#### Excerpt
Stream Water E. Coli

Stream Water E. Coli

Stream Water E.Coli. I’m Greg Martin with today’s Fruit Grower Report.

We continue to hear story after story of an E.coli outbreak involving various fruits, vegetable and more. While the bacteria is fairly common it can sure make you sick especially if you are either the young or the elderly whose systems have a tough time fighting it. Most notably E.coli comes from some type of fecal matter but now a recent USDA study shows stream sediment could host significant amounts of the E coli pathogen for several months according to researcher Yakov Pachepsky.

PACHEPSKY: E. coli dies in water fairly fast, whereas in sediments it persists for a long time. So we concluded that just the suspension in sediments creates huge increases in E. coli concentrations in water.

That E. coli can survive for quite some time in this environment. And what does that mean for ag producers.

#### Information provided
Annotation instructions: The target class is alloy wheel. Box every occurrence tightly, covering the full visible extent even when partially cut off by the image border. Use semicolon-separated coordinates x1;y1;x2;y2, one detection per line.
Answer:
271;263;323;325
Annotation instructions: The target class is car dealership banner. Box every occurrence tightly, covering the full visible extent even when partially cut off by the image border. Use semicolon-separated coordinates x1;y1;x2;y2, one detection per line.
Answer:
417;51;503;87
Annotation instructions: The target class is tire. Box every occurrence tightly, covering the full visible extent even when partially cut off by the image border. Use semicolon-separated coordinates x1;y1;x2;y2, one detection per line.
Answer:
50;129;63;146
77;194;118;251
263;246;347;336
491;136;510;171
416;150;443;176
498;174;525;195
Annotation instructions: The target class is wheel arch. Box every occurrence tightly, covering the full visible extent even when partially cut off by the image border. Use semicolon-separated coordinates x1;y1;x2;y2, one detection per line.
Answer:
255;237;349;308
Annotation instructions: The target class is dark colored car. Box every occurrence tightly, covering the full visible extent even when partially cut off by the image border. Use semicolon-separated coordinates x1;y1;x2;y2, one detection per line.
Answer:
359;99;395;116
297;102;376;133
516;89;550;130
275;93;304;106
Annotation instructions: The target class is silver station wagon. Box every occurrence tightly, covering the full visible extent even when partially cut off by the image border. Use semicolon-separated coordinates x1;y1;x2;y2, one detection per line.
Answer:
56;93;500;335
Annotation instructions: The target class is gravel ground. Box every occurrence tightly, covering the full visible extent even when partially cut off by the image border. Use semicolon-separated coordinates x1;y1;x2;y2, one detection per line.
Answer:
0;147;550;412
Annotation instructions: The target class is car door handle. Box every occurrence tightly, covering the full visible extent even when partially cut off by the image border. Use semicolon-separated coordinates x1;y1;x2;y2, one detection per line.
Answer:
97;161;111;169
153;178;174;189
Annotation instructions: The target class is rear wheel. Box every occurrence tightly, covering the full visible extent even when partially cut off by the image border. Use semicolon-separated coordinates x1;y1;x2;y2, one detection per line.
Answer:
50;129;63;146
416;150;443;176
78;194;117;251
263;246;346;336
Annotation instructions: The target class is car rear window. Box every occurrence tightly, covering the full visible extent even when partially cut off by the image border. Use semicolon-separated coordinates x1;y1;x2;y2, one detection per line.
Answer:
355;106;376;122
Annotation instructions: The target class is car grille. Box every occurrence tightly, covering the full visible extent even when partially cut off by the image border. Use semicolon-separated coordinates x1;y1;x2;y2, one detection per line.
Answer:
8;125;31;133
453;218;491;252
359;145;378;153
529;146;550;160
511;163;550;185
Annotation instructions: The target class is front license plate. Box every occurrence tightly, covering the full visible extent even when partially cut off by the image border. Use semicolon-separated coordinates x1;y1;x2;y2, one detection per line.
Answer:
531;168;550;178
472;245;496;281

#### Exercise instructions
1. Translate into Spanish this sentence from the stream water E. coli report: "E. coli dies in water fairly fast, whereas in sediments it persists for a long time."
2. Shorten the paragraph of the stream water E. coli report that begins "We continue to hear story after story", keeping its main facts.
3. Pick up the stream water E. coli report after its last sentence and continue it.

#### Responses by item number
1. La E. coli muere en el agua con bastante rapidez, mientras que en los sedimentos persiste durante mucho tiempo.

2. Reports of E. coli outbreaks involving fruits, vegetables and other foods keep coming. The bacteria is fairly common but can make people sick, especially the young and the elderly, whose systems struggle to fight it. It mostly comes from fecal matter, but a recent USDA study shows that stream sediment could host significant amounts of the pathogen for several months, according to researcher Yakov Pachepsky.

3.
PACHEPSKY: The practical issue we’re dealing with is of course irrigation water quality for produce. As we are using more and more sulfates for water for irrigating produce and their are indications that we have a low microbial water quality, they are able to colonize, reproduce to live within the leaves or other organs of the plants and eventually may become dangerous for humans.

Pachepsky says there are a lot of unknowns but he says it is very important to study the sedimentary mud layers where the bacteria can survive because a wrong decision could cost a lot of money and bottom line be detrimental to human health. The research is continuing.

That’s today’s Fruit Grower Report. I’m Greg Martin on the Ag Information Network.